◆ **Supplied entries**
"""

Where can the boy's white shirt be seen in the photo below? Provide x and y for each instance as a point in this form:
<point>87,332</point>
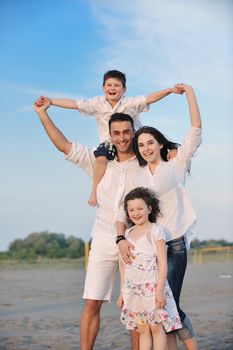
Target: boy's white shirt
<point>102,110</point>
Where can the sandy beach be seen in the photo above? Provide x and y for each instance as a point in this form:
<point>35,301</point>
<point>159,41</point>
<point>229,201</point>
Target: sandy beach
<point>40,307</point>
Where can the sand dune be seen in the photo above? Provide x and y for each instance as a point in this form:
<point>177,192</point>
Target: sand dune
<point>40,308</point>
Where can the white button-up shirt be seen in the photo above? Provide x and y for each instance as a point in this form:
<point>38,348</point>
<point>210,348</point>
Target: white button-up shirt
<point>168,181</point>
<point>110,191</point>
<point>102,110</point>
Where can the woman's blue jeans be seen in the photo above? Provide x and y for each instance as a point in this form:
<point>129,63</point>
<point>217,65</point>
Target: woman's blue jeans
<point>177,263</point>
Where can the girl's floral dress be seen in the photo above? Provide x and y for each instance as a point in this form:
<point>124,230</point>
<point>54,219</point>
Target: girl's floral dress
<point>140,283</point>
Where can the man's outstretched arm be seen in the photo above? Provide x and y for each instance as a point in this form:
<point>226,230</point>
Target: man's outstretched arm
<point>55,135</point>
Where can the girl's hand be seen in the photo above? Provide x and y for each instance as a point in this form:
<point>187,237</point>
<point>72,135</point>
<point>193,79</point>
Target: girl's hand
<point>125,250</point>
<point>41,103</point>
<point>183,87</point>
<point>120,301</point>
<point>160,299</point>
<point>175,89</point>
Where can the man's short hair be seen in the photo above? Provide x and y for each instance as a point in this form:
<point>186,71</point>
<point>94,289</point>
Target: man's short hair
<point>115,74</point>
<point>120,117</point>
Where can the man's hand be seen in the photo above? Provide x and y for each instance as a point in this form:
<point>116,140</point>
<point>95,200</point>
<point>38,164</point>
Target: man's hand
<point>41,104</point>
<point>125,248</point>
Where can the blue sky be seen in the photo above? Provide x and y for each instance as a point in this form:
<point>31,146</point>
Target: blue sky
<point>62,49</point>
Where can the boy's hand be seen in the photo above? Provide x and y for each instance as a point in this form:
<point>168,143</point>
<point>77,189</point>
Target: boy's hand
<point>160,300</point>
<point>172,153</point>
<point>177,89</point>
<point>41,104</point>
<point>120,301</point>
<point>183,87</point>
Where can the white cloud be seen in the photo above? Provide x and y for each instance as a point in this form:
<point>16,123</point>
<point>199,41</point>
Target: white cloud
<point>157,42</point>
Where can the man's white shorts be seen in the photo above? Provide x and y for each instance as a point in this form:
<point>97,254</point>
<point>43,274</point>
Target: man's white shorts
<point>102,269</point>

"""

Give back exactly the lines running from the line containing "Where can the man's outstretched" through the end of the material above, both included, and nothing beyond them.

Where can the man's outstretched arm be seen in the photo above? Provide x and y for each instance as a point in this form:
<point>226,230</point>
Target: man's outstretched arm
<point>55,135</point>
Where can the girl's hand be seen in the photo above? Provide x and y for each instance as a point in this form:
<point>187,237</point>
<point>72,135</point>
<point>193,79</point>
Target: girl's hand
<point>125,250</point>
<point>41,103</point>
<point>183,87</point>
<point>120,301</point>
<point>160,299</point>
<point>175,89</point>
Where can the man's short hair be seen in the photo above? Provide x and y for each instance as a point in this form:
<point>186,71</point>
<point>94,289</point>
Target: man's short hair
<point>115,74</point>
<point>120,117</point>
Where can the man's hand be seen in the photo above? Provide x and y for each instance as a point in this form:
<point>116,140</point>
<point>95,200</point>
<point>38,164</point>
Target: man's hand
<point>41,104</point>
<point>125,248</point>
Where can the blue sky be seen in the photo above? Provide x and y for each instance as a point in this form:
<point>31,146</point>
Target: blue sky
<point>62,49</point>
Where can the boy's hand be seen in the photo above? Provide x and y for each instance as a point in this form:
<point>168,143</point>
<point>77,189</point>
Target: boy's hand
<point>160,300</point>
<point>172,153</point>
<point>177,89</point>
<point>41,104</point>
<point>120,301</point>
<point>183,87</point>
Where can the white cloud be seen in the photo above? Provide x and y for each instance as a point in this form:
<point>16,123</point>
<point>199,41</point>
Target: white cloud
<point>157,42</point>
Where can the man's white shorts be seen in the photo above? Provide x and y for each instance as a point in this form:
<point>97,254</point>
<point>43,274</point>
Target: man's white shorts
<point>102,269</point>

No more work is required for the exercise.